Task instructions | Swap "Target" for "Object" everywhere it occurs in the listing below, and write out the full listing with nothing else changed.

Records supplied |
....
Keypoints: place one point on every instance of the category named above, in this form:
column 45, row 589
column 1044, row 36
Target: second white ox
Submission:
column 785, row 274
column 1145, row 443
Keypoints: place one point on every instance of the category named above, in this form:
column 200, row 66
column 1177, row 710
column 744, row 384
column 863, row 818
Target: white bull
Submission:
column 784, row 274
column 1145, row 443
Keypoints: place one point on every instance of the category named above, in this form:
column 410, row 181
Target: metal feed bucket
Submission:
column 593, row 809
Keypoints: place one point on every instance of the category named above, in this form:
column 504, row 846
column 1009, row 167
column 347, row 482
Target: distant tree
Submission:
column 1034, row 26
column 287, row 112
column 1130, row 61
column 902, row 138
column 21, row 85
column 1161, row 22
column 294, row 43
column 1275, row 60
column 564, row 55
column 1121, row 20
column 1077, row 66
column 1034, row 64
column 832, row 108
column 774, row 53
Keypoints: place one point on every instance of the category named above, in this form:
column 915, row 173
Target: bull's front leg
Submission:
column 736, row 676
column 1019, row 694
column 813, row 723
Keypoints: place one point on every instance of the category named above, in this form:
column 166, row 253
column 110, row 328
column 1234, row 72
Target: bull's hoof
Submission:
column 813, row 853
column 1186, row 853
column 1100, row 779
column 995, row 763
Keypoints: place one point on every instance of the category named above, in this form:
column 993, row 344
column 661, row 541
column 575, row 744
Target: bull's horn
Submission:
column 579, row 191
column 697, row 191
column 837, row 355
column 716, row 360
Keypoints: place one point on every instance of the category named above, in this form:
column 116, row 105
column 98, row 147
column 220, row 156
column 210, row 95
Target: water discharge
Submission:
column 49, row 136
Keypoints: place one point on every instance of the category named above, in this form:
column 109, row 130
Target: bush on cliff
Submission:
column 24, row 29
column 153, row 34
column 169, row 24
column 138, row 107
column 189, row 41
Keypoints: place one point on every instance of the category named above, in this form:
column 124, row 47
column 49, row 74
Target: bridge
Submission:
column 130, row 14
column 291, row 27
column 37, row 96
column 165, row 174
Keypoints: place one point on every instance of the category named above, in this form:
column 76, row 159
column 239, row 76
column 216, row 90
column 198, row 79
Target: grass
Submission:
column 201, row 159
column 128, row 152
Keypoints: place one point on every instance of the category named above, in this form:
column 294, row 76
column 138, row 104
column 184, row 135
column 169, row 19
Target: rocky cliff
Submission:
....
Exercise answer |
Keypoints: place one point on every instance of the category named above, in this form:
column 45, row 589
column 1044, row 36
Object: second white ox
Submission:
column 785, row 274
column 1145, row 443
Keypoints: place one point on every instance of the category named above, in this form:
column 200, row 66
column 1177, row 710
column 744, row 384
column 863, row 818
Object: white bull
Submission:
column 784, row 274
column 1145, row 443
Keypoints: place one point on every instance of the category named above, in this form:
column 410, row 181
Object: metal feed bucket
Submission:
column 593, row 809
Keypoints: place one point on every instance of the category named above, in this form:
column 504, row 846
column 1009, row 167
column 347, row 482
Object: distant tree
Submission:
column 1034, row 26
column 287, row 112
column 1130, row 61
column 902, row 138
column 21, row 85
column 1161, row 22
column 294, row 43
column 1275, row 60
column 564, row 55
column 1121, row 20
column 1077, row 66
column 1034, row 64
column 832, row 108
column 774, row 53
Keypoints: place one point on every instance of the category named above, in this form:
column 915, row 173
Object: bull's front leg
Submission:
column 736, row 676
column 1019, row 694
column 813, row 723
Keypoints: place one point on every instance of the category named above, in this form:
column 166, row 253
column 110, row 328
column 1234, row 72
Object: bull's hoof
Submission:
column 813, row 853
column 1186, row 853
column 1100, row 779
column 995, row 763
Keypoints: place one point on every instance of the category named above, in this form:
column 993, row 344
column 661, row 541
column 575, row 744
Object: bull's horn
Submission:
column 579, row 191
column 697, row 191
column 837, row 355
column 716, row 360
Keypoints: place one point on every instance of the category named above, in this form:
column 116, row 105
column 98, row 147
column 220, row 156
column 210, row 95
Object: water discharge
Submission:
column 49, row 136
Keypoints: place one point on every instance of the category named above, in this form:
column 109, row 130
Object: bush on cliff
Submission:
column 24, row 29
column 153, row 34
column 169, row 24
column 138, row 107
column 189, row 41
Keypoints: place one point on every instance of the category named above, in this form:
column 124, row 47
column 49, row 74
Object: bridge
Submission:
column 130, row 14
column 291, row 27
column 37, row 96
column 165, row 174
Keypoints: place one point on every instance of the category named above, in this form:
column 76, row 159
column 239, row 76
column 216, row 90
column 198, row 79
Object: grass
Submission:
column 201, row 159
column 128, row 152
Keypoints: place one point on every instance of the category named above, in this form:
column 294, row 76
column 138, row 104
column 184, row 135
column 169, row 19
Object: rocky cliff
Submission:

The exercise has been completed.